Work item ▸
So that the copy stays text only, transcribe the data below exactly and exclude the images.

Saved entries
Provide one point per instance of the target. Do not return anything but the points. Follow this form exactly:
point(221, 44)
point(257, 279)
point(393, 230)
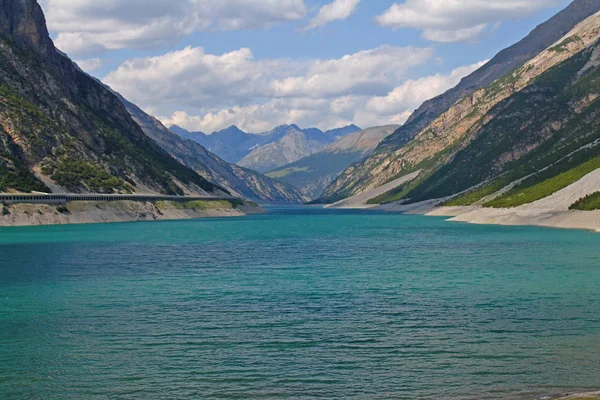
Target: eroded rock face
point(23, 21)
point(63, 124)
point(368, 174)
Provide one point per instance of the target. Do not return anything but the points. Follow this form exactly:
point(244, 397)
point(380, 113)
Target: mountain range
point(264, 151)
point(526, 135)
point(313, 173)
point(62, 130)
point(431, 121)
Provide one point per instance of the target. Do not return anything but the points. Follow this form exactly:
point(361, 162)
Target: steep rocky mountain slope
point(293, 146)
point(524, 137)
point(313, 173)
point(233, 144)
point(374, 170)
point(62, 130)
point(239, 181)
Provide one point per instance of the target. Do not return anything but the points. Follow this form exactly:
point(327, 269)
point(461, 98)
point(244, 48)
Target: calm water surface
point(298, 304)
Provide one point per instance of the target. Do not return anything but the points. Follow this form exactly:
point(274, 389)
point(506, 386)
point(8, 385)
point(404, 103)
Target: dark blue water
point(298, 304)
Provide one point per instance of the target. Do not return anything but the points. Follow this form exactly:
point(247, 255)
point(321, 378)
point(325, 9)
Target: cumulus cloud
point(86, 27)
point(337, 10)
point(413, 93)
point(194, 78)
point(457, 20)
point(204, 92)
point(90, 65)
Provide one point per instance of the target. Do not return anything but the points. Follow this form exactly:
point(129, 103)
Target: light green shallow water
point(298, 304)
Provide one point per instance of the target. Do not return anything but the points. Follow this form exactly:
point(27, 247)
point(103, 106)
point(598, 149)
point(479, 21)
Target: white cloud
point(457, 20)
point(363, 110)
point(337, 10)
point(415, 92)
point(90, 65)
point(86, 27)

Exercise answer ▸
Provide one point per instance of the target. Do not return anything but the points. Follow this form exactly:
point(221, 44)
point(257, 279)
point(393, 230)
Target: eroded rock face
point(23, 21)
point(63, 124)
point(368, 174)
Provide one point per instance of the target. Do not return anything but the points. Follow this form exactly:
point(244, 397)
point(380, 113)
Target: mountain range
point(264, 151)
point(526, 135)
point(313, 173)
point(62, 130)
point(431, 121)
Provide one point per instance of the target. Do not return anything but the points. Follow this form exactly:
point(361, 162)
Target: steep rocky mountain slope
point(293, 146)
point(524, 137)
point(313, 173)
point(233, 144)
point(374, 170)
point(62, 130)
point(239, 181)
Provide one point per instance of the target. Do not return anything but the points. Follow this form exactly:
point(327, 269)
point(461, 98)
point(244, 48)
Target: calm water surface
point(298, 304)
Provide one point per instance of the target. Do not return anything but the points. Follow this form exactly:
point(274, 389)
point(506, 386)
point(8, 385)
point(404, 103)
Target: dark blue water
point(298, 304)
Provide one point per instance of the target. Do not return anything but the points. Follow this form exactly:
point(247, 255)
point(321, 378)
point(325, 9)
Target: cumulus cloud
point(86, 27)
point(337, 10)
point(413, 93)
point(194, 78)
point(457, 20)
point(204, 92)
point(90, 65)
Provide one point per instance of the target. Do not return anything but the points. Follow this form exactly:
point(129, 103)
Target: light green shallow water
point(298, 304)
Provide one point per instance of the target. Do not return anything but the points. Follow this form exactly:
point(27, 247)
point(103, 106)
point(598, 149)
point(479, 21)
Target: white cloud
point(457, 20)
point(363, 110)
point(337, 10)
point(415, 92)
point(90, 65)
point(86, 27)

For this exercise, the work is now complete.